>> Begin PROVIDED DATA

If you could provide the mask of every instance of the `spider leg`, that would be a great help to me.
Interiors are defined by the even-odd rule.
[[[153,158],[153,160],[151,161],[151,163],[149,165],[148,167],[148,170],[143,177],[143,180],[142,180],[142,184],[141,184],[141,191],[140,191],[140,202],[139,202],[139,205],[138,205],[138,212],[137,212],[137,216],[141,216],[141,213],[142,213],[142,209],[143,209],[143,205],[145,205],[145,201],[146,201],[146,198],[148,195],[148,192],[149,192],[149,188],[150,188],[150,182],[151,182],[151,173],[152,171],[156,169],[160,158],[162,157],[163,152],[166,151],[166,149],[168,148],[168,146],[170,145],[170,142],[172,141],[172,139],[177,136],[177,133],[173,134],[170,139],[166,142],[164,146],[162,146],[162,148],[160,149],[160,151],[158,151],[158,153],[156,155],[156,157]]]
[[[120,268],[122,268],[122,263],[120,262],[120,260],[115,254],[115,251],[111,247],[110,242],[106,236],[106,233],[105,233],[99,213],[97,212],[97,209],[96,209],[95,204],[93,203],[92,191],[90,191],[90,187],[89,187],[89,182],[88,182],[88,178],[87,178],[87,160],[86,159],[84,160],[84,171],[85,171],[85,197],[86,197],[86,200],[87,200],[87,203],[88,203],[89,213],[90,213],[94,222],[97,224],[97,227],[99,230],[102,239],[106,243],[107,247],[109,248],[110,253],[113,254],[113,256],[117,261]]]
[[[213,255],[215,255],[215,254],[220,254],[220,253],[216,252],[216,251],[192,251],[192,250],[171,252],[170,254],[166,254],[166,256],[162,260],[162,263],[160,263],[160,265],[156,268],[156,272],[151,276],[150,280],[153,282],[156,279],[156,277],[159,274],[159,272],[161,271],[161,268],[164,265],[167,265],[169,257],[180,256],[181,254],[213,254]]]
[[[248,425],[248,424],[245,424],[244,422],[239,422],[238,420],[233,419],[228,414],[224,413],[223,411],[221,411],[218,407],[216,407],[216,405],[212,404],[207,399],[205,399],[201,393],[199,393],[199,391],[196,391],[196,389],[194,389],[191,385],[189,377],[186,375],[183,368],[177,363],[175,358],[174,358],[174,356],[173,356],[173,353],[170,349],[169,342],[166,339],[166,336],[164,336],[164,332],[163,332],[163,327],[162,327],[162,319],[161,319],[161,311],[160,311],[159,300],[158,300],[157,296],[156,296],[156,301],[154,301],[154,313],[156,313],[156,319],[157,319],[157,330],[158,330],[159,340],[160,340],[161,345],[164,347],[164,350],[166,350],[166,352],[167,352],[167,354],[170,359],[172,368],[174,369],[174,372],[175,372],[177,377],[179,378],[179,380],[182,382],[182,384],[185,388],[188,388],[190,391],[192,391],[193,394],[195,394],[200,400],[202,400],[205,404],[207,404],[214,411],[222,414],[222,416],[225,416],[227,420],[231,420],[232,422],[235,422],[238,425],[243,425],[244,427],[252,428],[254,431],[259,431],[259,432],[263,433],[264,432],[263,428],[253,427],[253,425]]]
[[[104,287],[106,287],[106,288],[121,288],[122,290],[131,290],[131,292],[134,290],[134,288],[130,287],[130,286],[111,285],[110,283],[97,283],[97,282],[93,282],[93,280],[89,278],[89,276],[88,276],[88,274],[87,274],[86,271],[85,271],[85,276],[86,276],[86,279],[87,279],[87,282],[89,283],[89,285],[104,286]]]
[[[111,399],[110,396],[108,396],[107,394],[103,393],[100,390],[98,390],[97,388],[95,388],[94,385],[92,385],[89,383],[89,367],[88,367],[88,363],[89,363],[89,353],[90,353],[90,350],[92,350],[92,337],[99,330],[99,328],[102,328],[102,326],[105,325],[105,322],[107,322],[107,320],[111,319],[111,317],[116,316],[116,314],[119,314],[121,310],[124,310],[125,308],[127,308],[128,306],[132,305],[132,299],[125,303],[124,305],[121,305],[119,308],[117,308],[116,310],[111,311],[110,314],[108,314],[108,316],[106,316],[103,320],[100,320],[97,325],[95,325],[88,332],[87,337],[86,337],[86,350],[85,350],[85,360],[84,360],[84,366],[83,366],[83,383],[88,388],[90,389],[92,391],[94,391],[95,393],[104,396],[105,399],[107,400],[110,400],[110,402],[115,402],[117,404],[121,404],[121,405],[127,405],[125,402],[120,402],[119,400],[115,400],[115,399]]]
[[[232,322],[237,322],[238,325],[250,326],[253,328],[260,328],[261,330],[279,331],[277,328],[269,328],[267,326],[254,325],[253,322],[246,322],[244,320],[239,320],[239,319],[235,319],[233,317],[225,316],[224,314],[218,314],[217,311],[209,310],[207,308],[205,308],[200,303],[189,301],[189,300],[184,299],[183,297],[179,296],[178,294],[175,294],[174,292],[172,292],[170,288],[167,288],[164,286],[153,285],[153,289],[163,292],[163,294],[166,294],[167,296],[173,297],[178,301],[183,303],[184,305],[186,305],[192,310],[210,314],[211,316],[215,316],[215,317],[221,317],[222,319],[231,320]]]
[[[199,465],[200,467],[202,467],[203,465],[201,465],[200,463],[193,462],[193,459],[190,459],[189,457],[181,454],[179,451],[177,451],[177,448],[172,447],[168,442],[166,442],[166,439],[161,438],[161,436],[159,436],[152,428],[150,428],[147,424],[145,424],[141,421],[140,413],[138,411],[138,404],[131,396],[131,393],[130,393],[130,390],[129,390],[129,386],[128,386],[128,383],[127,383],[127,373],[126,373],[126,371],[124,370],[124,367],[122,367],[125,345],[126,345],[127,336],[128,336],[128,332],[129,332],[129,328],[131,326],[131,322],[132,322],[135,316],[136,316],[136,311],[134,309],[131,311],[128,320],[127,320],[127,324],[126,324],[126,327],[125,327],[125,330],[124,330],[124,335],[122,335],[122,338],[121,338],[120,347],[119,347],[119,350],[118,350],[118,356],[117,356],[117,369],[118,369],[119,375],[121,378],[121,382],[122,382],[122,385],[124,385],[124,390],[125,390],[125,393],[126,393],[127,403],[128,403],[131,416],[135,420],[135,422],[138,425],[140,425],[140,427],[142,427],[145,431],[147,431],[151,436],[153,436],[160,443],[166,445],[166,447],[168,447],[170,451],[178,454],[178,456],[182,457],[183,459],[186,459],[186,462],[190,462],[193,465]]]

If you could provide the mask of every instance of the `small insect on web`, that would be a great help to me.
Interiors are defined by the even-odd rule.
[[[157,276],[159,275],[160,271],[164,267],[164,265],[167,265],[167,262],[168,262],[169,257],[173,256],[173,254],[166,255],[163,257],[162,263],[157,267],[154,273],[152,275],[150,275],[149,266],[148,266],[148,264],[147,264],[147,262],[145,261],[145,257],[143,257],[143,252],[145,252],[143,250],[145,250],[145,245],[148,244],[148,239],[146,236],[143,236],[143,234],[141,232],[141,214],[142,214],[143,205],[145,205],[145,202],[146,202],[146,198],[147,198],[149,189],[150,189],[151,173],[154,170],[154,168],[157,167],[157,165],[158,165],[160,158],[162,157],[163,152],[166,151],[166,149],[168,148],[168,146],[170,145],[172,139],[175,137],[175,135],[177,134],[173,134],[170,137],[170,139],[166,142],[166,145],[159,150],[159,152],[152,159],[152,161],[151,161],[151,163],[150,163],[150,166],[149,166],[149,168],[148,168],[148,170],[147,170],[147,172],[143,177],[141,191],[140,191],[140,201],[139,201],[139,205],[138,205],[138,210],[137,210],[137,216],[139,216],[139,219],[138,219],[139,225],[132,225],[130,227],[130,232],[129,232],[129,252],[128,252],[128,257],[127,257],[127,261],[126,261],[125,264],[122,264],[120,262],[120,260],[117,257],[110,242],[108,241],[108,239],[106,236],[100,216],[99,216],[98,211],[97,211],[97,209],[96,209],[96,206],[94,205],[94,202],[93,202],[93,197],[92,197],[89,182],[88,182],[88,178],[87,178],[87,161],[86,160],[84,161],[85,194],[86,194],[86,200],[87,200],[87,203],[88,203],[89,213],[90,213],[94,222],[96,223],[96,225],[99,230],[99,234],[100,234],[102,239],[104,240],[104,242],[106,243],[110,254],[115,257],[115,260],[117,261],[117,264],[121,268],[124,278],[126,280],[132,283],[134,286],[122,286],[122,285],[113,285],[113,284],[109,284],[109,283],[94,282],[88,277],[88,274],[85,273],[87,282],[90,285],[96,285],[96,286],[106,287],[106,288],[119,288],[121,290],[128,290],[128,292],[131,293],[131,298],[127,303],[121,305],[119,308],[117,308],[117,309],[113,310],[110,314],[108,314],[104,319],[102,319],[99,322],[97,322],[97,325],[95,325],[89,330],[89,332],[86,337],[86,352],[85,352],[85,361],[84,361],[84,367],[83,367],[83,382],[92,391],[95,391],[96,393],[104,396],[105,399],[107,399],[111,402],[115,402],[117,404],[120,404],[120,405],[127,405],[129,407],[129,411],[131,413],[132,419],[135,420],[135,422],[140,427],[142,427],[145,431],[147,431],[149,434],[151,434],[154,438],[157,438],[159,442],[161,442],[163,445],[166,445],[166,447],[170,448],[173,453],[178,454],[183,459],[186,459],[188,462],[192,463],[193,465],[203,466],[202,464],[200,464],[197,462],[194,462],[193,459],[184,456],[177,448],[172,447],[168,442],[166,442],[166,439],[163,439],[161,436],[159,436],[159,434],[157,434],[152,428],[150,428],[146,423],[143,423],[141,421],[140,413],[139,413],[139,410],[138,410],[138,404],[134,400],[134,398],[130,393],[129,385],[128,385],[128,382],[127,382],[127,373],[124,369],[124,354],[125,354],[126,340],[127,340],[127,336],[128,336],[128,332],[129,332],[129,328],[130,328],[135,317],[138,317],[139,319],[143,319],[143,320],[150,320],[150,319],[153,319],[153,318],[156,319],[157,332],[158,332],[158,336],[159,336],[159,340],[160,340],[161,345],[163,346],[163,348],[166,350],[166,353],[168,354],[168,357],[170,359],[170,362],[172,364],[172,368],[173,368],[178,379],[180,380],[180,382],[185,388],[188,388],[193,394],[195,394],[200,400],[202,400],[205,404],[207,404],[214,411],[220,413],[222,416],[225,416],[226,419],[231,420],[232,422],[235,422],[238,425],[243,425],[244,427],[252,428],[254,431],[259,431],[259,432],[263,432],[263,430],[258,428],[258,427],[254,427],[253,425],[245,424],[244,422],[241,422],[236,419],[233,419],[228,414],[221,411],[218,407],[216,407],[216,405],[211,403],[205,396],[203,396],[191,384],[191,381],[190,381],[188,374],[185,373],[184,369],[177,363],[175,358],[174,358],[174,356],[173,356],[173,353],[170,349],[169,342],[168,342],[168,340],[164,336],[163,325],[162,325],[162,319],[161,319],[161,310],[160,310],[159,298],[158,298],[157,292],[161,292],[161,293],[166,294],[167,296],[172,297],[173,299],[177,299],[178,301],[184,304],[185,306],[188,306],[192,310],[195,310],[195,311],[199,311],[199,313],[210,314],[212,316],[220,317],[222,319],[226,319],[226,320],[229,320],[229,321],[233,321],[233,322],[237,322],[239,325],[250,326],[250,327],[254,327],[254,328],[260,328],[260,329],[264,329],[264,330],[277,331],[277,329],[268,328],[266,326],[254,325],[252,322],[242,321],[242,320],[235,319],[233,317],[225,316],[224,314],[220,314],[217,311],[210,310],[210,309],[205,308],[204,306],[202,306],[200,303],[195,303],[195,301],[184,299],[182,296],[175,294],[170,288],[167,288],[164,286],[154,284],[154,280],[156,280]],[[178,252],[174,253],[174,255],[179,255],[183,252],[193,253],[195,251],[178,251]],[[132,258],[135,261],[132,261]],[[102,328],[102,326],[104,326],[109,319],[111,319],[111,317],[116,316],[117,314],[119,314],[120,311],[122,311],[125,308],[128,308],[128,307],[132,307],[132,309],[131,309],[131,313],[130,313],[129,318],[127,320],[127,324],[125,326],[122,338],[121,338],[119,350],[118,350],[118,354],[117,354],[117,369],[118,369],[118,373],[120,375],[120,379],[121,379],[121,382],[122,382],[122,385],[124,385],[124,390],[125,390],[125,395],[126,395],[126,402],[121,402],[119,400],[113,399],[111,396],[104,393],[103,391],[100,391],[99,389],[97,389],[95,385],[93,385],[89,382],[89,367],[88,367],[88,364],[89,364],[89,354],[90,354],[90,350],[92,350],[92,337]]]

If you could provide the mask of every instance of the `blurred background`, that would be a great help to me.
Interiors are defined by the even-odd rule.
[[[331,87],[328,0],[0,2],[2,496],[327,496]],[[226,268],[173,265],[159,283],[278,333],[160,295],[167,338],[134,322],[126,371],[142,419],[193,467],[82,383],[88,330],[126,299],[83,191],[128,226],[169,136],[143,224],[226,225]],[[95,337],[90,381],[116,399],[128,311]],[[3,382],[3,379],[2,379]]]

>> End PROVIDED DATA

Return each line of the listing above that contains the word "instance".

If you could provide the mask of every instance of the `spider leg`, that would be a great help to me.
If you could provide the mask of every instance of the `small insect on web`, that would be a great help to me.
If you could provide the mask of every instance of the `blurred background`, that would be a great help to me.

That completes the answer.